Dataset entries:
————————
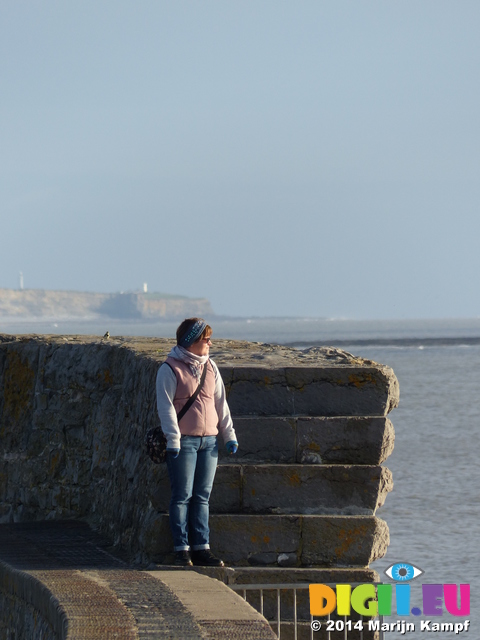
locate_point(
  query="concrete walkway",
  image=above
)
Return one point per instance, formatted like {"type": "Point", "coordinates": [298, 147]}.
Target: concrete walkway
{"type": "Point", "coordinates": [60, 579]}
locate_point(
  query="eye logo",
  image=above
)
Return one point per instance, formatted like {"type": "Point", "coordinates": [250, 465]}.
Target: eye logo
{"type": "Point", "coordinates": [403, 572]}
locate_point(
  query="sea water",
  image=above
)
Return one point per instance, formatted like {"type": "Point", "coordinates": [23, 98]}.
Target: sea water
{"type": "Point", "coordinates": [434, 510]}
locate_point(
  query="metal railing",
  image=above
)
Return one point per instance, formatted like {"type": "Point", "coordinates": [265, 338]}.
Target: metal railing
{"type": "Point", "coordinates": [350, 628]}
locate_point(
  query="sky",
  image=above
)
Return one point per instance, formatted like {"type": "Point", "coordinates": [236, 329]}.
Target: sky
{"type": "Point", "coordinates": [304, 158]}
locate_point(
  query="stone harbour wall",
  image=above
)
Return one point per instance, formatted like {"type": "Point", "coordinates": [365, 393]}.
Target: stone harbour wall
{"type": "Point", "coordinates": [302, 492]}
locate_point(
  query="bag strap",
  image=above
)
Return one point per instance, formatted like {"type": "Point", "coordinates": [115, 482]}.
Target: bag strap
{"type": "Point", "coordinates": [194, 396]}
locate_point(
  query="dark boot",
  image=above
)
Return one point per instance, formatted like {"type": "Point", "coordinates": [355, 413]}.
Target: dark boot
{"type": "Point", "coordinates": [205, 558]}
{"type": "Point", "coordinates": [183, 559]}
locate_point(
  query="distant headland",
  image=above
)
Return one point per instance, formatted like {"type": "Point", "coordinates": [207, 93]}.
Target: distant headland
{"type": "Point", "coordinates": [135, 305]}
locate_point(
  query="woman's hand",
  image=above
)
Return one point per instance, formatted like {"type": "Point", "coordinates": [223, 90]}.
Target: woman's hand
{"type": "Point", "coordinates": [232, 447]}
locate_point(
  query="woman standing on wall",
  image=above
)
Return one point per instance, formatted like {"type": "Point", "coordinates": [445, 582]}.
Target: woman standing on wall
{"type": "Point", "coordinates": [193, 409]}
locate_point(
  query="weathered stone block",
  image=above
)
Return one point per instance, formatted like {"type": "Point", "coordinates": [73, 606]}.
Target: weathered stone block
{"type": "Point", "coordinates": [343, 541]}
{"type": "Point", "coordinates": [337, 440]}
{"type": "Point", "coordinates": [244, 539]}
{"type": "Point", "coordinates": [344, 440]}
{"type": "Point", "coordinates": [315, 489]}
{"type": "Point", "coordinates": [268, 438]}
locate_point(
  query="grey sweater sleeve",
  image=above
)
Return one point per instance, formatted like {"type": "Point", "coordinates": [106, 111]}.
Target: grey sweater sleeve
{"type": "Point", "coordinates": [166, 388]}
{"type": "Point", "coordinates": [225, 422]}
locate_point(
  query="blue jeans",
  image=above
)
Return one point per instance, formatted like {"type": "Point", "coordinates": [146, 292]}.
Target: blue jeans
{"type": "Point", "coordinates": [191, 480]}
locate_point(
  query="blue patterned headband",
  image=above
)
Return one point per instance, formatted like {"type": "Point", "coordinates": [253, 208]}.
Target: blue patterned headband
{"type": "Point", "coordinates": [192, 333]}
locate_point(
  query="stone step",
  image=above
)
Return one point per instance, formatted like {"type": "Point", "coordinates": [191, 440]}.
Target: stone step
{"type": "Point", "coordinates": [355, 388]}
{"type": "Point", "coordinates": [339, 440]}
{"type": "Point", "coordinates": [282, 540]}
{"type": "Point", "coordinates": [291, 488]}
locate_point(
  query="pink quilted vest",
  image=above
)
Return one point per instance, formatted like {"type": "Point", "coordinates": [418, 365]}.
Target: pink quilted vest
{"type": "Point", "coordinates": [201, 419]}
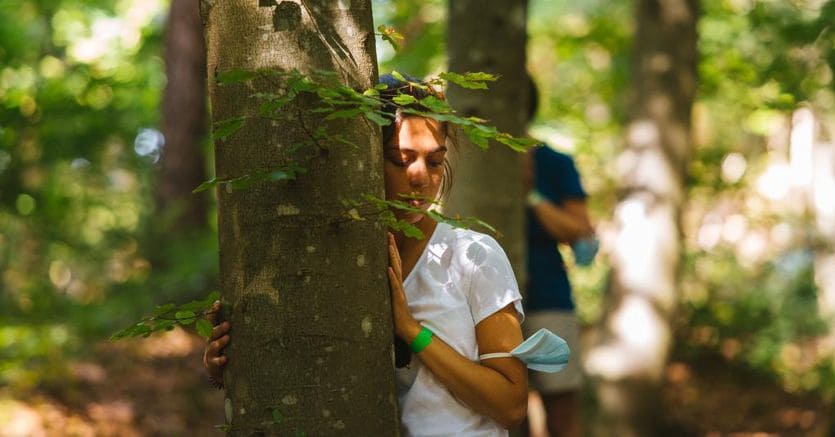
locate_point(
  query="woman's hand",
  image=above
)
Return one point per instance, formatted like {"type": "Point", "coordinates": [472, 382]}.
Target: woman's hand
{"type": "Point", "coordinates": [405, 326]}
{"type": "Point", "coordinates": [213, 358]}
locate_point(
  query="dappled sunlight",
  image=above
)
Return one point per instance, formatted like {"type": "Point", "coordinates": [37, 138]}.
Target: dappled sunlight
{"type": "Point", "coordinates": [641, 336]}
{"type": "Point", "coordinates": [175, 343]}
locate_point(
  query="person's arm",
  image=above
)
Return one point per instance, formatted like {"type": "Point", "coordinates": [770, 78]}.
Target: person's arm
{"type": "Point", "coordinates": [567, 223]}
{"type": "Point", "coordinates": [497, 388]}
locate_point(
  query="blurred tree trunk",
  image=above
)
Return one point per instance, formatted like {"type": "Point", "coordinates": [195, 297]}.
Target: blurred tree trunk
{"type": "Point", "coordinates": [490, 36]}
{"type": "Point", "coordinates": [629, 357]}
{"type": "Point", "coordinates": [813, 162]}
{"type": "Point", "coordinates": [182, 164]}
{"type": "Point", "coordinates": [306, 293]}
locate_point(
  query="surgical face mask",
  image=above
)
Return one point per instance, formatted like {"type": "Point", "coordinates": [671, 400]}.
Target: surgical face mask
{"type": "Point", "coordinates": [544, 351]}
{"type": "Point", "coordinates": [585, 250]}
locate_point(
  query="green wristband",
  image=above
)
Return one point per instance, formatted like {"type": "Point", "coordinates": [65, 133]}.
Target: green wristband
{"type": "Point", "coordinates": [422, 340]}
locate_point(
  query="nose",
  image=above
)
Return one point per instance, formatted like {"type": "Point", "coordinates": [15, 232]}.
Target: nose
{"type": "Point", "coordinates": [418, 174]}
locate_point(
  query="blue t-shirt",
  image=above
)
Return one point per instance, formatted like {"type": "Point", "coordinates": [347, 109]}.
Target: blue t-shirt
{"type": "Point", "coordinates": [557, 179]}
————————
» Exercise requirements: Would you set down the listing exactly, omitting pictures?

» Written solution:
locate_point(
  query="concrete walkway",
  image=above
)
Return one point per instance, formatted like {"type": "Point", "coordinates": [298, 147]}.
Target: concrete walkway
{"type": "Point", "coordinates": [60, 579]}
locate_point(
  query="eye logo",
  image=above
)
Return one point per instance, formatted like {"type": "Point", "coordinates": [250, 465]}.
Target: eye logo
{"type": "Point", "coordinates": [403, 572]}
locate_point(
  query="sea water",
  image=above
)
Return one point per instance, formatted like {"type": "Point", "coordinates": [23, 98]}.
Target: sea water
{"type": "Point", "coordinates": [434, 510]}
locate_point(
  query="metal railing",
  image=above
)
Return one point per instance, formatted like {"type": "Point", "coordinates": [265, 338]}.
Target: metal railing
{"type": "Point", "coordinates": [350, 628]}
locate_point(
  query="sky",
  image=above
)
Return one point per instance, formatted like {"type": "Point", "coordinates": [236, 329]}.
Target: sky
{"type": "Point", "coordinates": [304, 158]}
locate_point(
  query="stone harbour wall",
  image=above
)
Return one point per instance, formatted like {"type": "Point", "coordinates": [365, 393]}.
Target: stone harbour wall
{"type": "Point", "coordinates": [302, 492]}
locate_point(
  query="bag strap",
  image=above
)
Return one point per instance, formatted like {"type": "Point", "coordinates": [115, 482]}.
Target: bag strap
{"type": "Point", "coordinates": [194, 396]}
locate_point(
  query="dark boot",
  image=above
)
Return one point per instance, formatted like {"type": "Point", "coordinates": [355, 413]}.
Target: dark boot
{"type": "Point", "coordinates": [205, 558]}
{"type": "Point", "coordinates": [183, 559]}
locate_point(
  query="distant headland",
  image=above
)
Return one point per instance, formatted like {"type": "Point", "coordinates": [207, 93]}.
Target: distant headland
{"type": "Point", "coordinates": [135, 305]}
locate_point(
  query="woman's hand",
  image=above
)
Return one point per instance, formatted like {"type": "Point", "coordinates": [223, 90]}.
Target: woman's hand
{"type": "Point", "coordinates": [232, 447]}
locate_point(
  query="woman standing on wall",
  image=above
)
Return one point per instance, formatted like {"type": "Point", "coordinates": [445, 582]}.
Target: woman standing on wall
{"type": "Point", "coordinates": [193, 409]}
locate_point(
  query="weathered stone block",
  image=above
)
Return one point per instance, formatted like {"type": "Point", "coordinates": [73, 606]}.
Target: weathered stone block
{"type": "Point", "coordinates": [343, 541]}
{"type": "Point", "coordinates": [337, 440]}
{"type": "Point", "coordinates": [244, 539]}
{"type": "Point", "coordinates": [344, 440]}
{"type": "Point", "coordinates": [315, 489]}
{"type": "Point", "coordinates": [268, 438]}
locate_point(
  query="grey sweater sleeve",
  image=above
)
Return one point per instance, formatted like {"type": "Point", "coordinates": [106, 111]}.
Target: grey sweater sleeve
{"type": "Point", "coordinates": [166, 388]}
{"type": "Point", "coordinates": [225, 422]}
locate_point(
  query="blue jeans",
  image=above
)
Return one point per instance, formatted like {"type": "Point", "coordinates": [146, 292]}.
Target: blue jeans
{"type": "Point", "coordinates": [191, 480]}
locate_point(
  query="blue patterned headband",
  image=above
)
Return one point per instance, formatted like {"type": "Point", "coordinates": [253, 208]}.
Target: blue patterned headband
{"type": "Point", "coordinates": [192, 333]}
locate_point(
  query="stone step",
  image=above
)
Return one point per instance, formatted like {"type": "Point", "coordinates": [191, 440]}.
Target: stone step
{"type": "Point", "coordinates": [355, 388]}
{"type": "Point", "coordinates": [339, 440]}
{"type": "Point", "coordinates": [282, 540]}
{"type": "Point", "coordinates": [291, 488]}
locate_point(
  query="pink quilted vest",
  image=above
)
Return one point per instance, formatted like {"type": "Point", "coordinates": [418, 365]}.
Target: pink quilted vest
{"type": "Point", "coordinates": [201, 419]}
locate_point(
  query="woman's hand",
  image=above
)
Return one point per instance, formatted like {"type": "Point", "coordinates": [472, 382]}.
Target: woman's hand
{"type": "Point", "coordinates": [405, 326]}
{"type": "Point", "coordinates": [213, 358]}
locate_point(
  query="dappled sunlight",
  image=above
)
Return one point per instance, formatted like {"type": "Point", "coordinates": [37, 138]}.
Target: dappled sunlight
{"type": "Point", "coordinates": [641, 336]}
{"type": "Point", "coordinates": [175, 343]}
locate_point(
  query="person's arm",
  image=above
)
Return one point per instance, formatted like {"type": "Point", "coordinates": [770, 78]}.
Target: person's arm
{"type": "Point", "coordinates": [567, 223]}
{"type": "Point", "coordinates": [497, 388]}
locate_point(
  query="blurred tree trunk",
  image=above
)
Return one point per instance, formatted like {"type": "Point", "coordinates": [195, 297]}.
Target: blurred tree trunk
{"type": "Point", "coordinates": [490, 36]}
{"type": "Point", "coordinates": [629, 357]}
{"type": "Point", "coordinates": [813, 162]}
{"type": "Point", "coordinates": [182, 164]}
{"type": "Point", "coordinates": [306, 293]}
locate_point(
  query="surgical face mask",
  image=above
)
Return one point per instance, formatted like {"type": "Point", "coordinates": [671, 400]}.
Target: surgical face mask
{"type": "Point", "coordinates": [544, 351]}
{"type": "Point", "coordinates": [585, 250]}
locate_point(
  query="green wristband",
  image=above
)
Return one point per instance, formatted like {"type": "Point", "coordinates": [65, 133]}.
Target: green wristband
{"type": "Point", "coordinates": [422, 340]}
locate_point(
  query="nose",
  image=above
)
Return one point per instance, formatted like {"type": "Point", "coordinates": [15, 232]}.
Target: nose
{"type": "Point", "coordinates": [418, 174]}
locate_point(
  query="blue t-shirt",
  image=above
)
Return one point per instance, formatted like {"type": "Point", "coordinates": [347, 109]}.
Target: blue t-shirt
{"type": "Point", "coordinates": [557, 179]}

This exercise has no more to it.